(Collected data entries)
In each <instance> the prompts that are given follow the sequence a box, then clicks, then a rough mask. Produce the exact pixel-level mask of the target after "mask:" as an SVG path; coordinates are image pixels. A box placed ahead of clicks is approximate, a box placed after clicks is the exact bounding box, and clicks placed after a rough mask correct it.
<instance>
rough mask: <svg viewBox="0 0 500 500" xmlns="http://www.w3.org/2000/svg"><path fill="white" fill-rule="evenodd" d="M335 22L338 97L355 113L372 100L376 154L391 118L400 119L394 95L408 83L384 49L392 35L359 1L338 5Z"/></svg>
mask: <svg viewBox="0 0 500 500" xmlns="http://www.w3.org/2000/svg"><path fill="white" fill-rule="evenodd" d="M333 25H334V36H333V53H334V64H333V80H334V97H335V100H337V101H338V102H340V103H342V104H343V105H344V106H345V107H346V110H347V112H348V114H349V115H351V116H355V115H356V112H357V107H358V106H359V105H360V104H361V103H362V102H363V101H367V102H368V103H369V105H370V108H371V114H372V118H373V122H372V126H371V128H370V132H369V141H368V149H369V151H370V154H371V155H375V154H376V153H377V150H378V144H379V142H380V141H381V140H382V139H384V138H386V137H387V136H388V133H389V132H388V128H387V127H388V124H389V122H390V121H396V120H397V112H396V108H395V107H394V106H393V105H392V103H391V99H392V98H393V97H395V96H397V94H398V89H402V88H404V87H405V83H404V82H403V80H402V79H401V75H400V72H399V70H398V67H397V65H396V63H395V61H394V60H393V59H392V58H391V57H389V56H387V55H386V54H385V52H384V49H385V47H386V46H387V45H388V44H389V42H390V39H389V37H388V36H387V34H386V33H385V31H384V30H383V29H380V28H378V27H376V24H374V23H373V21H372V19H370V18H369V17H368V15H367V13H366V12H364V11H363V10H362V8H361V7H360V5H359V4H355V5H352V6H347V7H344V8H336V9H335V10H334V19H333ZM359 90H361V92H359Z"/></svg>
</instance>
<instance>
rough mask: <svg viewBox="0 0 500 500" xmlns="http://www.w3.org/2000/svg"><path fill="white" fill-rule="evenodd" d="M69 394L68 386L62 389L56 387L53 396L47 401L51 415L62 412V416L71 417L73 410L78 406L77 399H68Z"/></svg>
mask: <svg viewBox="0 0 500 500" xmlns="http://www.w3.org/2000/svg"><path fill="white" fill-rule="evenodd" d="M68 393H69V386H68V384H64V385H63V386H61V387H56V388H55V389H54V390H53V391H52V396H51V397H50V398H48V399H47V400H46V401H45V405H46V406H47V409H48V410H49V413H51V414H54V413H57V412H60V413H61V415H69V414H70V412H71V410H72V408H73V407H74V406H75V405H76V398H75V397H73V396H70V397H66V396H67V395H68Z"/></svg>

* [Brief]: Can you change "rough mask" to "coarse mask" everywhere it occurs in the entries above and give all the lines again with nothing else altered?

* [Solution to this problem]:
In each <instance> the prompts that are given follow the sequence a box, then clicks, then a coarse mask. Produce the exact pixel-level mask of the target after "mask:" as an SVG path; coordinates are image pixels. A box placed ahead of clicks is approximate, a box placed after clicks is the exact bounding box, and clicks placed after a coarse mask correct it.
<instance>
coarse mask: <svg viewBox="0 0 500 500" xmlns="http://www.w3.org/2000/svg"><path fill="white" fill-rule="evenodd" d="M335 22L338 97L355 113L372 100L376 154L391 118L400 119L394 95L408 83L384 49L392 35L359 1L338 5Z"/></svg>
mask: <svg viewBox="0 0 500 500" xmlns="http://www.w3.org/2000/svg"><path fill="white" fill-rule="evenodd" d="M333 25H334V36H333V53H334V64H333V80H334V97H335V100H337V101H338V102H340V103H342V104H343V105H344V106H345V107H346V110H347V112H348V114H349V115H351V116H355V115H356V112H357V107H358V106H359V105H360V104H361V103H362V102H363V101H367V102H368V103H369V105H370V108H371V114H372V118H373V122H372V126H371V128H370V132H369V141H368V149H369V151H370V154H371V155H375V154H376V153H377V150H378V144H379V142H380V141H381V140H382V139H384V138H386V137H387V136H388V133H389V132H388V128H387V127H388V124H389V122H390V121H396V120H397V112H396V108H395V107H394V106H393V105H392V103H391V99H392V98H393V97H395V96H397V94H398V89H402V88H404V87H405V83H404V82H403V80H402V79H401V75H400V72H399V70H398V67H397V65H396V63H395V61H394V60H393V59H392V58H391V57H389V56H387V55H386V54H385V52H384V49H385V47H386V46H387V45H388V44H389V42H390V39H389V37H388V36H387V34H386V33H385V31H384V30H383V29H380V28H378V27H376V24H374V23H373V21H372V19H370V18H369V17H368V15H367V13H366V12H364V11H363V10H362V8H361V7H360V5H359V4H355V5H352V6H347V7H344V8H336V9H335V10H334V19H333ZM359 90H361V92H359Z"/></svg>
</instance>
<instance>
coarse mask: <svg viewBox="0 0 500 500" xmlns="http://www.w3.org/2000/svg"><path fill="white" fill-rule="evenodd" d="M69 394L68 386L62 389L56 387L53 396L47 401L51 415L62 412V416L71 417L73 410L78 406L77 399H68Z"/></svg>
mask: <svg viewBox="0 0 500 500" xmlns="http://www.w3.org/2000/svg"><path fill="white" fill-rule="evenodd" d="M68 393H69V386H68V384H64V385H63V386H61V387H56V388H55V389H54V390H53V391H52V396H51V397H50V398H48V399H47V400H46V401H45V405H46V406H47V409H48V410H49V413H51V414H54V413H57V412H60V413H61V415H69V414H70V412H71V410H72V408H73V407H74V406H75V405H76V398H75V397H73V396H70V397H66V396H67V395H68Z"/></svg>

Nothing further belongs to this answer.